Work to do:
Answer these from the article below on the Nina Hartley reprimand:
1. How much was Hartley paid, and from which fund?
2. What span of the chancellor's fund spending did Cross call to have audited?
3. What position does Nicholas Fleisher hold?

Source passage:
Concerns for free speech contradict UW System President’s reprimand letter over Nina Hartley speaking engagement

For inviting porn star and sex educator Nina Hartley as a college speaker on campus, UW-La Crosse Chancellor Joe Gow received a reprimand letter from UW System President Ray Cross earlier this month.

Gow invited Nina Hartley, 59, to speak about female empowerment and consent as well as the distinction between porn and reality. He paid her $5,000 from his discretionary fund for her 90-minute-speech.

Despite the backlash, Gow told reporters from The Seattle Times that he was trying to advocate for the freedom of expression.

“She seemed like a person who had a life experience dramatically different than the rest of us,” Gow said.

Upon being asked whether the System’s actions were consistent with its policy, Gow waited a few seconds before answering.

“I would hope that all of us take a breath and take a look at the policy and see there’s an important principle here, and that’s promoting and protecting free speech on campus,” he said.

However, Cross says he disagrees, claiming the basis of the letter was “for exercising poor judgment.”

“Apart from my personal underlying moral concerns, I am deeply disappointed by your decision to actively recruit, advocate for, and pay for a porn star to come to the UW-La Crosse campus to lecture students about sex and the adult entertainment industry,” Cross wrote in the letter.

Additionally, Cross addressed concerns about the use of Gow’s discretionary fund. As a result, he called for an audit into the chancellor’s four-year fund spending.

“As we continue to struggle for greater financial independence and public trust, your decision to spend money from this fund on a one-sided lecture by an ‘… (adult entertainment) performer, educator, and … activist’ unfortunately puts all of our funding at risk,” Cross wrote.

Hartley’s event was held — ironically — during the UW-La Crosse’s “Free Speech Week,” which is dedicated to protecting free expressionism under the new System policy.

However, Nicholas Fleisher, an associate professor of linguistics at UW-Milwaukee, did not share the same disdain for Gow’s decision. For him, this exercised free expression on the campus.

“I think that the response from Cross and Atwell is way over-the-top and deeply hypocritical given what the Board has done in the past year or two around ‘free speech’ on campus,” Fleisher said. “Gow should absolutely not be reprimanded.”

Regent Bob Atwell stated in his letter to La Crosse Tribune that instead of freedom of speech, the issue was pornography.

“Pornography is a horrible hill on which to plant the flag of free expression,” he wrote. “I am hopeful this will result in a deep conversation about pornography rather than a shallow one about freedom.”

No, you censorious moron, pornography is the ideal hill on which to plant such a flag. 

The late Christopher Hitchens once summarized enlightenment philosophers’ views on the matter of free expression:

“What they say is it’s not just the right of the person who speaks to be heard, it is the right of everyone in the audience to listen, and to hear. And every time you silence someone you make yourself a prisoner of your own action because you deny yourself the right to hear something. In other words, your own right to hear and be exposed is as much involved in all these cases as is the right of the other to voice his or her view.”

Entries:
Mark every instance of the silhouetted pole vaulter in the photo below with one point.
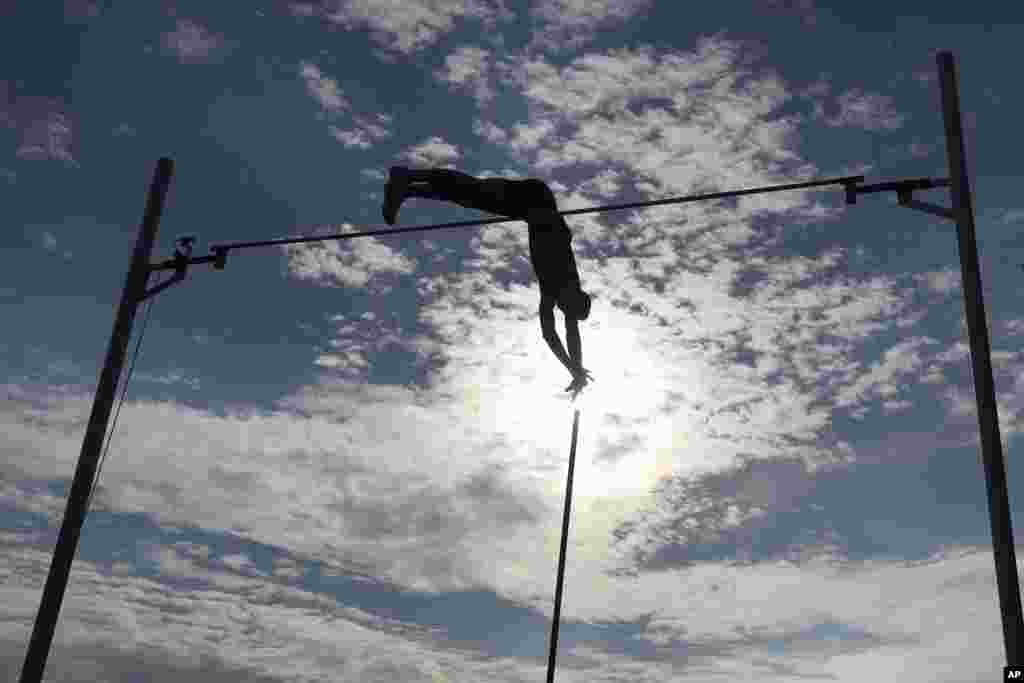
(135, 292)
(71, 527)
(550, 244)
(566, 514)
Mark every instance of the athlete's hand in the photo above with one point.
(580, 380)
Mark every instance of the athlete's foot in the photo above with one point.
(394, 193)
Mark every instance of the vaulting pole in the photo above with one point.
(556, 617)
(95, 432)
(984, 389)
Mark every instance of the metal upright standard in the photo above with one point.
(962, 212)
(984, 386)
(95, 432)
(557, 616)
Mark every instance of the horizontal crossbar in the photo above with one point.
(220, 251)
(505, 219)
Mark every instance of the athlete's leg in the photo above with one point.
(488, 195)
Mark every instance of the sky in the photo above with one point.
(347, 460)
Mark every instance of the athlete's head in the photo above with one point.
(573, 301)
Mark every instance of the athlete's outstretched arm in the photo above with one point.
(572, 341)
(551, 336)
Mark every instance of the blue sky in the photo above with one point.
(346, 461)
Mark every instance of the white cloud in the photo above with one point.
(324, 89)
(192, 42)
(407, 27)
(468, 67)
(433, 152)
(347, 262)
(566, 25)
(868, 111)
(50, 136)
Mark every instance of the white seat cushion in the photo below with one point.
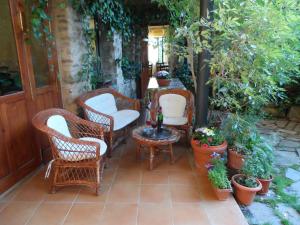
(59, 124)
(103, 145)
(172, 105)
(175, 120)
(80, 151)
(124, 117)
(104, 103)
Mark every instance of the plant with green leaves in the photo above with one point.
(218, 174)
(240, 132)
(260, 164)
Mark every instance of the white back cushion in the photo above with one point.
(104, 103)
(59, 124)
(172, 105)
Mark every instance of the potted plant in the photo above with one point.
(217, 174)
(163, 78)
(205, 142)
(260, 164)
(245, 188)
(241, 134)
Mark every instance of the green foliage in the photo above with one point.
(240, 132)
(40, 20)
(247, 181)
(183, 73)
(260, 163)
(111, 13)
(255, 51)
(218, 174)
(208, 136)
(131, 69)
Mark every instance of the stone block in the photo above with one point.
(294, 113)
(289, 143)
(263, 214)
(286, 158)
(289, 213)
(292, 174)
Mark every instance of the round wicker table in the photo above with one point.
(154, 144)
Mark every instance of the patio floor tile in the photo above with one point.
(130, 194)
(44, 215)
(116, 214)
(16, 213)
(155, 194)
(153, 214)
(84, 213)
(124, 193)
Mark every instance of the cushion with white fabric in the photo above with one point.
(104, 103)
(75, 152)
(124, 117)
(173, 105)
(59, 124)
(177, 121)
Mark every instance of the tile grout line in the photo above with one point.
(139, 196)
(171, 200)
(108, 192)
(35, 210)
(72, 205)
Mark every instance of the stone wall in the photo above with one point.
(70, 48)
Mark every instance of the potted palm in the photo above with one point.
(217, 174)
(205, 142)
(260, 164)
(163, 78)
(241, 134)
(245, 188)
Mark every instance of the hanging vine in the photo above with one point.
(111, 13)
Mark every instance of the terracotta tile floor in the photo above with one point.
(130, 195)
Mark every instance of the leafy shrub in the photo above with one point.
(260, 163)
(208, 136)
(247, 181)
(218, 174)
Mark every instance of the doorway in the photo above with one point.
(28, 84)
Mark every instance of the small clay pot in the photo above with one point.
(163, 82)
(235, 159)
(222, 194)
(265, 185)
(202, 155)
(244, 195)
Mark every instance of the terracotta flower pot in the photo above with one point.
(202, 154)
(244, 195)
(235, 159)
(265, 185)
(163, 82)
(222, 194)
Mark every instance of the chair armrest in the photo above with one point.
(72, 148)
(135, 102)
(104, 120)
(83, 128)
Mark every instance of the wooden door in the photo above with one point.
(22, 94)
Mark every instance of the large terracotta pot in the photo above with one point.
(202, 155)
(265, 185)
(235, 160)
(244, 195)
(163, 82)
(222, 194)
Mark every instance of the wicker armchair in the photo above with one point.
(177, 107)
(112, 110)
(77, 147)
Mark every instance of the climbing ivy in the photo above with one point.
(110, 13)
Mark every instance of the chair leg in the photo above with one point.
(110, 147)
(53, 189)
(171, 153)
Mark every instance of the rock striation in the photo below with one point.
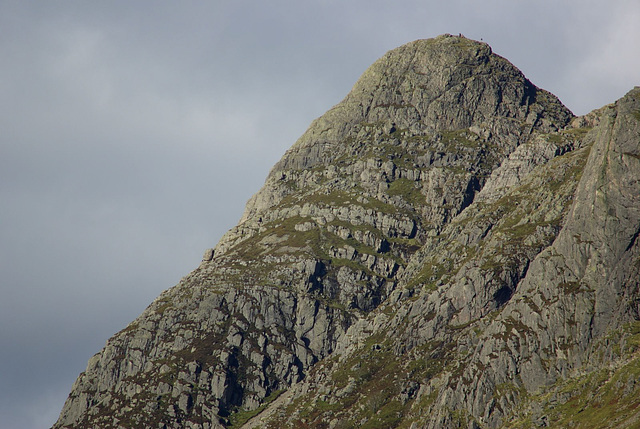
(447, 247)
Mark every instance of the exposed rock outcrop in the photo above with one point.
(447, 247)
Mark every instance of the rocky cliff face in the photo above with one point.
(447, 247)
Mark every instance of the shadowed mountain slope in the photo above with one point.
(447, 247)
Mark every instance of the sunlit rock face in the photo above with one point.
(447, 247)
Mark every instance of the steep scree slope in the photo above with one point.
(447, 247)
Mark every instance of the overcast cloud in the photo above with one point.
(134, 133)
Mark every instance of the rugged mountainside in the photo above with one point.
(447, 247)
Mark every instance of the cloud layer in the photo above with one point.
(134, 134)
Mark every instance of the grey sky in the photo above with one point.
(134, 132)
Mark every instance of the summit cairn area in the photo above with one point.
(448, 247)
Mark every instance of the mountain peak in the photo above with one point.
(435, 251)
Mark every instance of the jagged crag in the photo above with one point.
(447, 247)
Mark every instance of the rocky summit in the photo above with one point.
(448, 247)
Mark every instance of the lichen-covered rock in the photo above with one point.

Answer below:
1. $5,000, from Gow's discretionary fund.
2. Four years of the chancellor's fund spending.
3. Associate professor of linguistics at UW-Milwaukee.